--- MATERIALS PROVIDED ---
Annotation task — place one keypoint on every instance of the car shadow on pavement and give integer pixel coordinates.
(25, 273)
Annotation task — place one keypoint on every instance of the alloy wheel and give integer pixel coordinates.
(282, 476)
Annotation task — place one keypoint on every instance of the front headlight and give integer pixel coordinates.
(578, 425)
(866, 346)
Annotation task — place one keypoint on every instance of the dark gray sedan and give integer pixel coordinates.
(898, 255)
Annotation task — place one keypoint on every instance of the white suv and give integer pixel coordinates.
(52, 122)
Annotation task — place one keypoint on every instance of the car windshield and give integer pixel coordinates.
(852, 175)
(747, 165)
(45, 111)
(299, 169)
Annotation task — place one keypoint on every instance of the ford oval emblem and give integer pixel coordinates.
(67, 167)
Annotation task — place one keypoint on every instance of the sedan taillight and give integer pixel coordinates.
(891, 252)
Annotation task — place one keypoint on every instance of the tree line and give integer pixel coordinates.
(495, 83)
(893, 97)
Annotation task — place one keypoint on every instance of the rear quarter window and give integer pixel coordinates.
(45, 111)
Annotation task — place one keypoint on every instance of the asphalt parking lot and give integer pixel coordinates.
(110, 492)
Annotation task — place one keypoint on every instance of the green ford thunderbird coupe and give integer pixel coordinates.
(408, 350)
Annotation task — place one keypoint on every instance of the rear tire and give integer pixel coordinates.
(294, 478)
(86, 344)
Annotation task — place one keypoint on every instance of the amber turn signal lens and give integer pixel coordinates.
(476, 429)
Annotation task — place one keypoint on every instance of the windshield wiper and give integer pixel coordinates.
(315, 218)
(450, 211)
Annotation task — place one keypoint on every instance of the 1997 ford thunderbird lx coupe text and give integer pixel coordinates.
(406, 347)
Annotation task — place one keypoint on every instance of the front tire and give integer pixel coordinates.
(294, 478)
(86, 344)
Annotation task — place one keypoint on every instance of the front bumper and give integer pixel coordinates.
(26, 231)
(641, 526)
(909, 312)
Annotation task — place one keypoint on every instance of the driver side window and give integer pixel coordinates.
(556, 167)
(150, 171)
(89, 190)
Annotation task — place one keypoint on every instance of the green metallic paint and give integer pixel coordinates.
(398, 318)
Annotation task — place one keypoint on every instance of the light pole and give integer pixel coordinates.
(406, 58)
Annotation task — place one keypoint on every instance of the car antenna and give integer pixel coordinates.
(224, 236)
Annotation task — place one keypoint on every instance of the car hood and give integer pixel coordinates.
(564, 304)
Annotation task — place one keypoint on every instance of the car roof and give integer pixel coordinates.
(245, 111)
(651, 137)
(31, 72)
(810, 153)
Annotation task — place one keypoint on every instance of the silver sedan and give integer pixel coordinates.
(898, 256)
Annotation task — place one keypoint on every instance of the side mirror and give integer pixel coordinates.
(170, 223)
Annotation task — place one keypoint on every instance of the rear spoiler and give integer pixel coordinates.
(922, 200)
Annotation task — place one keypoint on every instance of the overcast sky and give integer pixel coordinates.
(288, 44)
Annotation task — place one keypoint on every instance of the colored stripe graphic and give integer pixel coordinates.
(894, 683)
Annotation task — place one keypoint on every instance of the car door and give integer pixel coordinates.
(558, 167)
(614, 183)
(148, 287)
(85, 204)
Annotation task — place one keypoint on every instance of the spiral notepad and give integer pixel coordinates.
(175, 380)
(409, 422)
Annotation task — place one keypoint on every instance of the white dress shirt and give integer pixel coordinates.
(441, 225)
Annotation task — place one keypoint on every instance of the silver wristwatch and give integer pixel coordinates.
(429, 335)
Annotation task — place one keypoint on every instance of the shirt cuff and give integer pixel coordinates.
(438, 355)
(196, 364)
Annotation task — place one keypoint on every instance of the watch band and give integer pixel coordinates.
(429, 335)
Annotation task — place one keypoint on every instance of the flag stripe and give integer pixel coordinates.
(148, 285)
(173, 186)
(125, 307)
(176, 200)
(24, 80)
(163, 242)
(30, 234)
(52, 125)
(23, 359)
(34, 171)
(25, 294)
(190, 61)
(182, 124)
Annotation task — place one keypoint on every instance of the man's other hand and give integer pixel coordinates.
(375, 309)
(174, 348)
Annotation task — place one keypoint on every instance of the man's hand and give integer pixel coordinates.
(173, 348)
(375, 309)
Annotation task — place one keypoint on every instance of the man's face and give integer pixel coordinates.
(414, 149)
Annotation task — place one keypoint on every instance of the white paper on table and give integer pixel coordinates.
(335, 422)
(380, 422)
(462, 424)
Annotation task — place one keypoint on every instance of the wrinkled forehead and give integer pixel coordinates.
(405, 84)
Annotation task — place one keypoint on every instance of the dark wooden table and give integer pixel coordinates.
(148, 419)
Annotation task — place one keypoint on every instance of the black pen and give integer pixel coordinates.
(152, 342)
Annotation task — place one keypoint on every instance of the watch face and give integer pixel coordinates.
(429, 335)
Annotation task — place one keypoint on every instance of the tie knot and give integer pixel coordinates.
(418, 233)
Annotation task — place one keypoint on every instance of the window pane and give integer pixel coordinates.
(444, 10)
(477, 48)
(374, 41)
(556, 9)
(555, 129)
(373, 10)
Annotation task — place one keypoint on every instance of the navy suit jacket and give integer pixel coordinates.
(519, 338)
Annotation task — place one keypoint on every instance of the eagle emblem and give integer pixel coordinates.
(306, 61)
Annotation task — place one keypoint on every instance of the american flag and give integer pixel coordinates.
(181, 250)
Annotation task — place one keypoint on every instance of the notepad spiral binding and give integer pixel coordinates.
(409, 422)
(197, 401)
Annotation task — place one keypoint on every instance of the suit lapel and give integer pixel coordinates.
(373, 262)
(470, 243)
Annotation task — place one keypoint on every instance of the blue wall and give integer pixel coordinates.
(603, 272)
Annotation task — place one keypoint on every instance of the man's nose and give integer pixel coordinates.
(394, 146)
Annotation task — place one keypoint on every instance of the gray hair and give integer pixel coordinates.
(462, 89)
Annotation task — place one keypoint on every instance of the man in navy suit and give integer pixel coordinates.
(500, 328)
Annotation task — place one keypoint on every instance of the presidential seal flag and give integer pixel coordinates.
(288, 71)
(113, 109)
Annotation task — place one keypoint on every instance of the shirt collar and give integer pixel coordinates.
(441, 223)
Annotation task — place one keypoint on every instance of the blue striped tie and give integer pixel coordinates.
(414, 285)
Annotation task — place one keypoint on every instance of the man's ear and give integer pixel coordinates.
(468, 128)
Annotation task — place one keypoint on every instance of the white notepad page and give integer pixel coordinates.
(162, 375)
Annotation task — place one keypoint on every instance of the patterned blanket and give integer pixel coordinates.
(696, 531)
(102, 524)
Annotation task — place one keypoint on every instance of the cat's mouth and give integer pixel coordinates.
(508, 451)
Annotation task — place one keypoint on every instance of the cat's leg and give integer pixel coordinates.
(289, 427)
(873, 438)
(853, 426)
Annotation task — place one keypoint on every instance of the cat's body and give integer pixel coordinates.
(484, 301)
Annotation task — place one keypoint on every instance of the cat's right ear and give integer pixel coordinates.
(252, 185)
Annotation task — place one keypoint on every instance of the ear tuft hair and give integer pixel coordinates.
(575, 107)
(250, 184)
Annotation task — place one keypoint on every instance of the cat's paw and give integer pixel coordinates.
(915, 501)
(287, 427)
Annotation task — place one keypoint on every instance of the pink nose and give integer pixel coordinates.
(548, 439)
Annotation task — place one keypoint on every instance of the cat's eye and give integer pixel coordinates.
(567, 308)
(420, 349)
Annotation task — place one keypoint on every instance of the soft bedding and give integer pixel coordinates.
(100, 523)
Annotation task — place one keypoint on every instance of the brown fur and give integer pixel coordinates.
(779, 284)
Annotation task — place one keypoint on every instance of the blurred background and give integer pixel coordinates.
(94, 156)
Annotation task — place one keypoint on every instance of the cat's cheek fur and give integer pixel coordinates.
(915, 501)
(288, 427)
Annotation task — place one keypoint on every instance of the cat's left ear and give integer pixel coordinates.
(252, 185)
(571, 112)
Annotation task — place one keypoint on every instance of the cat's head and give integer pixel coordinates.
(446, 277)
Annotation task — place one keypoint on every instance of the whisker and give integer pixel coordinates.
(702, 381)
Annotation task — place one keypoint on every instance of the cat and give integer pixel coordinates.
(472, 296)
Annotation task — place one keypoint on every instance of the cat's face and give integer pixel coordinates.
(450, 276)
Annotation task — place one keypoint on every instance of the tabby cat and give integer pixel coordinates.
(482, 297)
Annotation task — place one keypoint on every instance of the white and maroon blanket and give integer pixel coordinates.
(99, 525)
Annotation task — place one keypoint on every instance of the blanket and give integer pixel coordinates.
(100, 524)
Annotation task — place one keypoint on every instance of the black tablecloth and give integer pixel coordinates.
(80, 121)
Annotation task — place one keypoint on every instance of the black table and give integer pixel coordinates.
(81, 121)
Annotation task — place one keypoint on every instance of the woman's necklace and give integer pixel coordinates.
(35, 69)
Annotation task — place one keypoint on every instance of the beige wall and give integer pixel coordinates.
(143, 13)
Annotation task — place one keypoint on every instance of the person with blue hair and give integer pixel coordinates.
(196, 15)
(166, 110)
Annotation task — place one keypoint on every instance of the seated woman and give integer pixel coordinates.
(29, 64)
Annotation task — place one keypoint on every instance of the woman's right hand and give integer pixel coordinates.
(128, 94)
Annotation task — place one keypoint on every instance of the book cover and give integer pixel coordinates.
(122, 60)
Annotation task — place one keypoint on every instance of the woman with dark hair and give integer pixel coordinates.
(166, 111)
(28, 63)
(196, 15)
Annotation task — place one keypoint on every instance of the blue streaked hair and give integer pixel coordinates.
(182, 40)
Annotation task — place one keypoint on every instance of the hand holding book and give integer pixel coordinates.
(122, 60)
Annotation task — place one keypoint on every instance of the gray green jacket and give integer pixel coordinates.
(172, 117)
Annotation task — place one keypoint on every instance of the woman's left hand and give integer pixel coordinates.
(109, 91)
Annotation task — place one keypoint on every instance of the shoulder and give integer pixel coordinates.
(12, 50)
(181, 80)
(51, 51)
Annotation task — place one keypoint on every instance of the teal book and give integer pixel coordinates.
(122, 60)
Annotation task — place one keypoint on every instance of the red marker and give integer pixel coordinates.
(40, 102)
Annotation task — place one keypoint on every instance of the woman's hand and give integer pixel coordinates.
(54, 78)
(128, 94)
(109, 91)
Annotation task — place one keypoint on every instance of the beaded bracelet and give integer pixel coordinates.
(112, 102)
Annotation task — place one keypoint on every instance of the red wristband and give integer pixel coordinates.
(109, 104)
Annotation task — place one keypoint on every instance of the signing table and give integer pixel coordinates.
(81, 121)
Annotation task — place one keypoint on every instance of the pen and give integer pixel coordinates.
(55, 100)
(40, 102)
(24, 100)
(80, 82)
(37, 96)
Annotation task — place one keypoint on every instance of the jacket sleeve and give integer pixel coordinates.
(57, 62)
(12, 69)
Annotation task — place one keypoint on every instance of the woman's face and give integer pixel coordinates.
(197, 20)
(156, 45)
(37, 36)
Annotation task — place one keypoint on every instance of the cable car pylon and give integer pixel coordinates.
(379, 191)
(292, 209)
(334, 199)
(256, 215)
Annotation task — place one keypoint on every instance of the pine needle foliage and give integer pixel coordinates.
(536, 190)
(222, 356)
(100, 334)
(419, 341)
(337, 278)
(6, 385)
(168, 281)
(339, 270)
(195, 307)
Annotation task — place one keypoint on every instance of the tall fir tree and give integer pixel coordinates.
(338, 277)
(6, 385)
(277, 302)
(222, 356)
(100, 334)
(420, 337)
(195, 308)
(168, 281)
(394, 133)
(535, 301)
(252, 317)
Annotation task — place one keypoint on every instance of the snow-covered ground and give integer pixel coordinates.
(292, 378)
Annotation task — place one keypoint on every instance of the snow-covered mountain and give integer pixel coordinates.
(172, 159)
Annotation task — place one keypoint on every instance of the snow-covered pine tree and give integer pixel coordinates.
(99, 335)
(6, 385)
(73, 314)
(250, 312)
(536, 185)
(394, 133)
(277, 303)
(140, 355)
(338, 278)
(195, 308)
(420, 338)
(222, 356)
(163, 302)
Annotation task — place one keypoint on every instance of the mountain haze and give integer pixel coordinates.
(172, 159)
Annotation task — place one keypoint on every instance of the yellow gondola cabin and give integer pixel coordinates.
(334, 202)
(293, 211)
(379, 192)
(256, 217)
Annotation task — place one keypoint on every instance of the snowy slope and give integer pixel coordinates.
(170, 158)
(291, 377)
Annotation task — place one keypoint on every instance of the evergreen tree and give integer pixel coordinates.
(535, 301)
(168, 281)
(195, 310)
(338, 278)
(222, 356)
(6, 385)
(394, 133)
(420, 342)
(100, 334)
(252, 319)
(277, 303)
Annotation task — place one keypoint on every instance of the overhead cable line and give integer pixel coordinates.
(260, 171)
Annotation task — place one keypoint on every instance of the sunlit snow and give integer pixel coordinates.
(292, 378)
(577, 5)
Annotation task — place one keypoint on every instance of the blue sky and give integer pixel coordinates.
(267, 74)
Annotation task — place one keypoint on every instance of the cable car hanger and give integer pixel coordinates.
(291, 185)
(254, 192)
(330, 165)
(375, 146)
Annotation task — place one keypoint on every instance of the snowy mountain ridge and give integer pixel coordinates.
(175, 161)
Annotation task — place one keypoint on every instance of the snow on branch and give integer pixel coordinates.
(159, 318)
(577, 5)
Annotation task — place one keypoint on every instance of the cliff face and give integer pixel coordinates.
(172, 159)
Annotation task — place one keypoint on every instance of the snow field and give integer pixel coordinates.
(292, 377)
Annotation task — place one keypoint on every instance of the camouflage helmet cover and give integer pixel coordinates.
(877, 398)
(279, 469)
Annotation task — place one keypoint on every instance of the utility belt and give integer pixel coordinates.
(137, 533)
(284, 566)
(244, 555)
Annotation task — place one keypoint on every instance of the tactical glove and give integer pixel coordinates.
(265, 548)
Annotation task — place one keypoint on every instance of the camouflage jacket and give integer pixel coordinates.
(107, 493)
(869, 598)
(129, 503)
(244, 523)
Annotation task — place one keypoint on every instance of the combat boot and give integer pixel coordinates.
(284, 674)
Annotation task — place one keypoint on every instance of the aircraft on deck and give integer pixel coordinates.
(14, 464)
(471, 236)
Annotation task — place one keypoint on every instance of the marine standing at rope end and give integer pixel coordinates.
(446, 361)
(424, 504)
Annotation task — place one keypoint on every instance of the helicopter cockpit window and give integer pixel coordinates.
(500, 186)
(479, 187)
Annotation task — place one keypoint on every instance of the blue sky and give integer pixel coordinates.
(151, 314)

--- EXERCISE DETAILS ---
Starting with the line that contains "field and give integer pixel coordinates.", print each line through the last one in the listing. Include both end lines and add nothing.

--- THE OUTPUT ---
Annotation task — place one keypoint on every instance of the snow field and give integer pixel coordinates.
(292, 377)
Annotation task — place one keypoint on every instance of the camouflage helmet cover and give integer pixel coordinates.
(877, 398)
(279, 469)
Annotation task — place one keypoint on every instance of the utility belt and give integer pixel coordinates.
(137, 533)
(284, 566)
(244, 555)
Annotation task — place one keypoint on every instance of the tactical glove and give integer pixel coordinates.
(265, 548)
Annotation task — place one keypoint on every instance of the camouflage jacket and give integer pixel coordinates.
(107, 493)
(869, 598)
(129, 503)
(244, 523)
Annotation task — place one keypoint on every instance of the combat boot and give integer pixel coordinates.
(284, 674)
Annotation task — place one keypoint on every instance of the aircraft on deck and give integer pixel coordinates.
(14, 464)
(471, 236)
Annotation task — place one keypoint on every instance of the marine standing at rope end and give integer pixel coordinates.
(446, 361)
(424, 504)
Annotation task — place one keypoint on every instance of the helicopter cockpit window and give integer pixel coordinates.
(500, 186)
(479, 187)
Annotation task — place one keypoint on every instance of the blue sky and give integer pixel coordinates.
(151, 314)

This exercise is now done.